PASSAGE TO READ:
Opinion
Civil No. 03-1185 (DRD).
July 28, 2005
DISMISSAL OF PLAINTIFFS' COMPLAINT
The above mentioned case is a civil case requesting specific compliance with a contract between the parties, or in the alternative, award of damages for breach of contract. The matter pending before the Court is a Motion to Dismiss presented by the Defendants (Docket No. 68) pursuant to Fed.R. Civ P. 37 (b) (2) (c).
Sometime in the early 1990's, Defendants approached Plaintiffs with a proposal to build several, separate, condovilla housing units. The proposed plan envisioned Plaintiffs to buy one of the units; he was to advance to Defendants a $100,000.00 deposit and a promissory note for $600,000.00 enabling Defendants to proceed to finance and build the project. Once the project was concluded Defendants would turn over to Plaintiffs the housing unit in exchange for the $600,000.00, as agreed by the Promissory Note, and an additional $100,000.00, thus, paying a total price of $800,000.00 for the condovilla.

INFORMATION GIVEN:
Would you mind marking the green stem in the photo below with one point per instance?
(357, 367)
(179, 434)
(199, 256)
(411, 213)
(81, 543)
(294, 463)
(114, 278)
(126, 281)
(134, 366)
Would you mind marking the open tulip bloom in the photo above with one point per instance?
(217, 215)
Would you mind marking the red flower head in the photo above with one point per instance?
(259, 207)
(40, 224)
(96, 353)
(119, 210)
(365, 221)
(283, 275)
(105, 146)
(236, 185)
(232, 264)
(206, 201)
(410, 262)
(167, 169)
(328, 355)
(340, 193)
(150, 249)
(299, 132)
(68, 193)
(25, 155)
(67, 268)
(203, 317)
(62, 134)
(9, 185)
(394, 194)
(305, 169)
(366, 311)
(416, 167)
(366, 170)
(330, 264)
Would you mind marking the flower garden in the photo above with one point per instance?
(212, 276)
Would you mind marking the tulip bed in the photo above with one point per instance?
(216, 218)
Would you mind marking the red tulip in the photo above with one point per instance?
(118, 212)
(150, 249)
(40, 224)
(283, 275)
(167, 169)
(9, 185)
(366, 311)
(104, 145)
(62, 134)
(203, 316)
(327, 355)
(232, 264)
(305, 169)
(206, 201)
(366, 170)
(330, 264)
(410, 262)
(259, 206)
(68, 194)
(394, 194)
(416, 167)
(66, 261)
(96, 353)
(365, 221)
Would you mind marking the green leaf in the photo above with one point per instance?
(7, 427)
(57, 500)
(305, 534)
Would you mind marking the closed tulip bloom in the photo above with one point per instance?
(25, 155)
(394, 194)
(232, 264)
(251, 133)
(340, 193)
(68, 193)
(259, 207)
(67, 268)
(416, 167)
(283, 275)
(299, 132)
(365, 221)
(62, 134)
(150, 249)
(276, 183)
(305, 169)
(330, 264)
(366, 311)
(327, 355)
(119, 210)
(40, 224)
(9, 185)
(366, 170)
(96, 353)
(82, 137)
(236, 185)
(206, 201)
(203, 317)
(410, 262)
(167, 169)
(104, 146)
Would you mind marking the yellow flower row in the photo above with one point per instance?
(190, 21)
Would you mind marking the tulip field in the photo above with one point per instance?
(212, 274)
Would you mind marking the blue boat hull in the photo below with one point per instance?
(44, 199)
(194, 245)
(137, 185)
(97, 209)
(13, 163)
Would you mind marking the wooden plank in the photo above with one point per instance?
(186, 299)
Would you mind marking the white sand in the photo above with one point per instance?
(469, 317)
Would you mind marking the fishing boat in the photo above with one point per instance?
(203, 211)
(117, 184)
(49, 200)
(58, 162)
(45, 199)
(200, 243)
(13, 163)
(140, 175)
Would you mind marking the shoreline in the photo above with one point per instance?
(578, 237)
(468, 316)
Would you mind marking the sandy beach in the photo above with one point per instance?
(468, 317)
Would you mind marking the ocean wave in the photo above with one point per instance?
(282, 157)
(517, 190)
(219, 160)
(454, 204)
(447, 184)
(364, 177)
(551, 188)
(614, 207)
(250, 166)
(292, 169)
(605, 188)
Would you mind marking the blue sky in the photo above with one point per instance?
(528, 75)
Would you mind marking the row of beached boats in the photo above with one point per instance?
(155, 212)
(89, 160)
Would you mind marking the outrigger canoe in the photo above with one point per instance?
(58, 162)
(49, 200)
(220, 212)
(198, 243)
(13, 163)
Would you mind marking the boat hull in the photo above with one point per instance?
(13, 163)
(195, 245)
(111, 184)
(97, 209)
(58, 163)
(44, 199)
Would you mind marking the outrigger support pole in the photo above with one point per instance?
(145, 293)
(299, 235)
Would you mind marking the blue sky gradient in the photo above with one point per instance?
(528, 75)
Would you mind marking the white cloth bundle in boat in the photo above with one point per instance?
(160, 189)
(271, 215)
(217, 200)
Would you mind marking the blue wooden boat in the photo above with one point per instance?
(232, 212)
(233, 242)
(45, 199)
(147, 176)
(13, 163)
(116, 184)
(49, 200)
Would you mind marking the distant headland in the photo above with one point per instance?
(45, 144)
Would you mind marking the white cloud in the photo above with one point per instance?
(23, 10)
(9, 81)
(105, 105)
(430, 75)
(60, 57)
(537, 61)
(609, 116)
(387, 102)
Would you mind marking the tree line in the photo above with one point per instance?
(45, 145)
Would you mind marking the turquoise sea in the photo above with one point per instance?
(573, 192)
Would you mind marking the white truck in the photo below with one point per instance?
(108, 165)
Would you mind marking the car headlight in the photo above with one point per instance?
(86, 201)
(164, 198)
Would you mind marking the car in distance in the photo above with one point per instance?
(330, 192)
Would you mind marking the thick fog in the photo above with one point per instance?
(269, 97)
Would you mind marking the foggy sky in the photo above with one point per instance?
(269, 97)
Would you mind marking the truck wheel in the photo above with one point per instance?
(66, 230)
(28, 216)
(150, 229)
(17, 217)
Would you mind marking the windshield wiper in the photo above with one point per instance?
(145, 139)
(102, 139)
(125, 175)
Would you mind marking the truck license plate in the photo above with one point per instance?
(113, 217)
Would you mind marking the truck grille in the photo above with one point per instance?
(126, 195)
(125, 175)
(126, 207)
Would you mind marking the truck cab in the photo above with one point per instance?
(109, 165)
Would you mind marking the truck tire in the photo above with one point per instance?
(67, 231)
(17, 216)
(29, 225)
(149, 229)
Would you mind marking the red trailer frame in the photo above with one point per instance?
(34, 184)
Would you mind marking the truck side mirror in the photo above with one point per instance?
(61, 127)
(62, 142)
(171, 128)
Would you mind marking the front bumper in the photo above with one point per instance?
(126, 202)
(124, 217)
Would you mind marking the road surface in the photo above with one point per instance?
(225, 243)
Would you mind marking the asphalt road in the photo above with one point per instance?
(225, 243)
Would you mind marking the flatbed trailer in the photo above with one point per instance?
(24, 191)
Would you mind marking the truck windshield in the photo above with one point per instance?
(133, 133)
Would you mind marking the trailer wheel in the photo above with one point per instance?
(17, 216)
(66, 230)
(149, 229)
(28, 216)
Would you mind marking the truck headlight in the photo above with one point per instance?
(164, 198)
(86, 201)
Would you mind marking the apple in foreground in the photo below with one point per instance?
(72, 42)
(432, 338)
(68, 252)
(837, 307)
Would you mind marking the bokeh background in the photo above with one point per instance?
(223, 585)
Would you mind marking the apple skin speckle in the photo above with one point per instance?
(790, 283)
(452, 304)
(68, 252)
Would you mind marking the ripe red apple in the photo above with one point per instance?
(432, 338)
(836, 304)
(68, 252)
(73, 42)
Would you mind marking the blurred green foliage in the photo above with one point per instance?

INSTRUCTIONS:
1. In the court opinion, substitute "agreement" for every "contract" in the part between "July 28, 2005" and "37 (b) (2) (c).", inclusive, and write out that part.
2. In the court opinion, what total price was to be paid for the condovilla?
3. How would you translate this sentence from the court opinion into Spanish: "Sometime in the early 1990's, Defendants approached Plaintiffs with a proposal to build several, separate, condovilla housing units."

SET OF ANSWERS:
1.
July 28, 2005
DISMISSAL OF PLAINTIFFS' COMPLAINT
The above mentioned case is a civil case requesting specific compliance with a agreement between the parties, or in the alternative, award of damages for breach of agreement. The matter pending before the Court is a Motion to Dismiss presented by the Defendants (Docket No. 68) pursuant to Fed.R. Civ P. 37 (b) (2) (c).

2. $800,000.00.

3. En algún momento a principios de la década de 1990, los demandados se acercaron a los demandantes con una propuesta para construir varias unidades de vivienda tipo condovilla, separadas entre sí.